Every entry in the following data should be output exactly.

═══ Available data ═══

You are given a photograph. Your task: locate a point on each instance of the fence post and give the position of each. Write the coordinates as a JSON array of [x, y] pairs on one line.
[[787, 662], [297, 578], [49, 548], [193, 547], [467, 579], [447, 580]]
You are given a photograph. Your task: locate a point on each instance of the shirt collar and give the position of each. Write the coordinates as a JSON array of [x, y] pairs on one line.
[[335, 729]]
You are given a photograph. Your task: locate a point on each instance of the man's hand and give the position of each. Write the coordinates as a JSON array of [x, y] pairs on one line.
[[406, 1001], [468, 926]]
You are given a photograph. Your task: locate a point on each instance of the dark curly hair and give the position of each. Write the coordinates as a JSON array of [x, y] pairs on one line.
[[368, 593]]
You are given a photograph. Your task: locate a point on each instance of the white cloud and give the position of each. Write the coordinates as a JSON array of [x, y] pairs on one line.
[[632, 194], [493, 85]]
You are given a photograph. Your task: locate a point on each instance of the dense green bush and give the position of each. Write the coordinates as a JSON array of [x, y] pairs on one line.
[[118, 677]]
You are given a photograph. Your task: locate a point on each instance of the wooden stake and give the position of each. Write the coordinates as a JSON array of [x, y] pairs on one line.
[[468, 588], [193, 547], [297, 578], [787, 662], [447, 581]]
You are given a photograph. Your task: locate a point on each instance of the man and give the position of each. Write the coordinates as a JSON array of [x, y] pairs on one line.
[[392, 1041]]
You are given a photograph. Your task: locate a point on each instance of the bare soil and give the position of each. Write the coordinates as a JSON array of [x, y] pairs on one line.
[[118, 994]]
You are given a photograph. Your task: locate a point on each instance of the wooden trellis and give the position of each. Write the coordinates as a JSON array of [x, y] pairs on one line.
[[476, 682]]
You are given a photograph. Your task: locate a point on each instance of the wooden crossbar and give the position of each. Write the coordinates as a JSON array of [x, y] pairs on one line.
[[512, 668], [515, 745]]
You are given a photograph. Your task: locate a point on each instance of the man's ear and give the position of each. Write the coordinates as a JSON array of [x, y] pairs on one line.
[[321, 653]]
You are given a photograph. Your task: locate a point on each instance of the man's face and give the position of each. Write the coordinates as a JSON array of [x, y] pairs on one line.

═══

== Answer to this task ==
You are given a photograph. Your task: locate a point on each instance of the fence post and give the position of each. Write the coordinates as a JSON array of [x, y] pairs on one line.
[[787, 662], [297, 578], [49, 548], [193, 547], [467, 579], [447, 580]]
You are given a photograph. Your task: locate a point on each instance of the shirt collar and give the position of each. Write the coordinates as a JSON array of [x, y] pairs on one line.
[[335, 729]]
You are given a photograph. Your task: locate a point on each instance of the man's hand and give the position of each. Write the coordinates as a JSON array of [x, y] pairs on one line.
[[406, 1001], [468, 926]]
You are given a photograph. Your task: locate a point on each instance of the dark curly hair and give the position of each. Write the coordinates as a JSON array of [x, y] pairs on one line.
[[368, 593]]
You are given a photograph. Your task: locate a point on each instance of the white cloud and give the position of each. Write the coordinates as a JSON array of [x, y] pairs on one line.
[[632, 194], [493, 85]]
You are given a photograph. Your task: locate a point on each instance of the dense green bush and give the position of each. Write the coordinates as a JSON array of [x, y] pairs on one line.
[[118, 677]]
You are given a photograph. Your task: locate a point on each instance of the wooden stake and give the position of each. Write the coordinates as a JSON array of [x, y] pairs on one line.
[[468, 588], [193, 547], [297, 578], [787, 662], [447, 581]]
You are given a photograph. Your task: locate a point on each instance of the man and give the position of each. Write the coordinates as a JSON array of [x, y] pairs on one line.
[[392, 1041]]
You are given a photograph. Your task: locate a point on each instance of the bare soil and give the position of each. Write the coordinates as a JSON array of [x, y] pairs on one line.
[[118, 994]]
You are given a photograph. Your task: locate a point on each instance of the wooden trellis and give the position of each. Write the coordinates as a JSON array of [x, y] pairs on one line.
[[476, 682]]
You are given a photograph. Your task: locate a point on each instance of the wooden crossbar and give the position of each. Write the coordinates as a JSON array of [x, y] pairs on one line.
[[512, 668], [515, 745]]
You are given a photograph. Your task: locate a point on each instance of the man's ear and give the position of each. Write the coordinates as a JSON array of [x, y] pairs on one line.
[[321, 653]]
You are given a photograph. Your task: locate a point on each instance of the man's face and give the position of each. Write the coordinates as a JSON array of [x, y] pairs on one line.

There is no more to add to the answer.